On Sun, Nov 09, 2025 at 08:31:03AM -1000, Tejun Heo wrote:
> When bypass mode is activated, tasks are routed through a fallback dispatch
> queue instead of the BPF scheduler. Originally, bypass mode used a single
> global DSQ, but this didn't scale well on NUMA machines and could lead to
> livelocks. In b7b3b2dbae73 ("sched_ext: Split the global DSQ per NUMA node"),
> this was changed to use per-node global DSQs, which resolved the
> cross-node-related livelocks.
> 
> However, Dan Schatzberg found that per-node global DSQ can also livelock in a
> different scenario: On a NUMA node with many CPUs and many threads pinned to
> different small subsets of CPUs, each CPU often has to scan through many tasks
> it cannot run to find the one task it can run. With a high number of CPUs,
> this scanning overhead can easily cause livelocks.
> 
> Change bypass mode to use dedicated per-CPU bypass DSQs. Each task is queued
> on the CPU that it's currently on. Because the default idle CPU selection
> policy and direct dispatch are both active during bypass, this works well in
> most cases including the above.

Is there any reason not to reuse rq->scx.local_dsq for this?

□ □ □

[Written instruction a]
In the message, who found that per-node global DSQs can also livelock?
The message above has no connection to the rows that come after it.

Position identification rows

□ □ □

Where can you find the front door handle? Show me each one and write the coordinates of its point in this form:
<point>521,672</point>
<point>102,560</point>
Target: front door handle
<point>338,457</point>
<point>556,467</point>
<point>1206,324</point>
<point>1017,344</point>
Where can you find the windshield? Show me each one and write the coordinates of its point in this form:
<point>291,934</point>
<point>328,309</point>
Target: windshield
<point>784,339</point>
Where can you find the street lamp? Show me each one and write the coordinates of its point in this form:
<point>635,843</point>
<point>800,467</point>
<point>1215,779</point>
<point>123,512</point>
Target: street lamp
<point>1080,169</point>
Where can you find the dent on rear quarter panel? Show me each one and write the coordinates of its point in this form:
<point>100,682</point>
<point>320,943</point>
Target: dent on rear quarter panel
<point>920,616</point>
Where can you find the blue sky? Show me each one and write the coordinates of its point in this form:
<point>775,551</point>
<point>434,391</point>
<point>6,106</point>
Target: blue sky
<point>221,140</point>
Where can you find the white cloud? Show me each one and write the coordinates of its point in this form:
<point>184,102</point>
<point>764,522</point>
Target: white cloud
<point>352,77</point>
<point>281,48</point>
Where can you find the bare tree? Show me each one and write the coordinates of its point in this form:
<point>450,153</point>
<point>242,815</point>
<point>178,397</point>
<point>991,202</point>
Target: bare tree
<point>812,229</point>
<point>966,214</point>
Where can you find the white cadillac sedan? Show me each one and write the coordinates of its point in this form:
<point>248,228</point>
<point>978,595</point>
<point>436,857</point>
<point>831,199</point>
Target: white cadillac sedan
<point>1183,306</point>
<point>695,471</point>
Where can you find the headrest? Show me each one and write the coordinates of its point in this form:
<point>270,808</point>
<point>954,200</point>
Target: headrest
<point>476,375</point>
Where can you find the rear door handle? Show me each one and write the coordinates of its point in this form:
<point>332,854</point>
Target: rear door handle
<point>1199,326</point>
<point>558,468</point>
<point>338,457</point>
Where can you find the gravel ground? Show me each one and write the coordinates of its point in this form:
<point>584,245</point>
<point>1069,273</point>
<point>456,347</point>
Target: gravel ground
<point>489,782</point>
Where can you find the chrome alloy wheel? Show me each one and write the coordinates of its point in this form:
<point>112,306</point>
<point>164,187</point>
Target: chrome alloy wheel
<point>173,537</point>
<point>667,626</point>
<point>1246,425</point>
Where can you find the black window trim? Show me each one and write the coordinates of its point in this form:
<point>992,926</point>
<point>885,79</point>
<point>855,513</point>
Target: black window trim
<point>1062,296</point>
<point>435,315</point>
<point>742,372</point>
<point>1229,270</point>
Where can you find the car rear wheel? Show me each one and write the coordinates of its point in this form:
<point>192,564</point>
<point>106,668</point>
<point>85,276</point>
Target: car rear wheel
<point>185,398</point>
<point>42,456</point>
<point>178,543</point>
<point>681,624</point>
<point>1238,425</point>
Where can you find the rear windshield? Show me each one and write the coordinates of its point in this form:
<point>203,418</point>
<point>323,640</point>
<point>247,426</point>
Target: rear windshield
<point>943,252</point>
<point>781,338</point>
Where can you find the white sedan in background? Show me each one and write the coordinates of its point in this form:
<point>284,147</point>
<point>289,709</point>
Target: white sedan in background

□ □ □

[Written instruction b]
Edit the rows from their first line through the line holding "<point>1017,344</point>", inclusive, replacing "front door handle" with "rear door handle" and leaving everything else as it is. Return only those lines.

[Correct response a]
Dan Schatzberg

[Correct response b]
Where can you find the rear door handle? Show me each one and write the coordinates of its point in this form:
<point>521,672</point>
<point>102,560</point>
Target: rear door handle
<point>338,457</point>
<point>556,467</point>
<point>1206,324</point>
<point>1017,344</point>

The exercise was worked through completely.